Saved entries
↓
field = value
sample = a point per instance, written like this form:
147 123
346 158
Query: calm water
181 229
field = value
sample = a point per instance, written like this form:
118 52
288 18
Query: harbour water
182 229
↑
Extract every line from the one with "Query: calm water" down to the final line above, both included, exactly as written.

EXERCISE OUTPUT:
Query: calm water
181 229
field = value
sample = a point per instance, written like this form:
118 52
288 18
Query: harbour water
182 229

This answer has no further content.